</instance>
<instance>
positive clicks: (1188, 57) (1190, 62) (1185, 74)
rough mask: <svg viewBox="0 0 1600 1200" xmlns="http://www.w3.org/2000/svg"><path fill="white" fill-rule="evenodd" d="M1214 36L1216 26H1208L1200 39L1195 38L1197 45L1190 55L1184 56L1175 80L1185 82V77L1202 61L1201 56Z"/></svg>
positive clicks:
---
* _Exercise directions_
Can you transcribe every one of the entries above, character for character?

* _Exercise answer_
</instance>
<instance>
positive clicks: (1188, 57) (1190, 62) (1185, 74)
rough mask: <svg viewBox="0 0 1600 1200" xmlns="http://www.w3.org/2000/svg"><path fill="white" fill-rule="evenodd" d="M1214 36L1216 26H1208L1200 39L1195 38L1197 45L1190 55L1184 56L1175 80L1185 82V77L1202 61L1201 56Z"/></svg>
positive clicks:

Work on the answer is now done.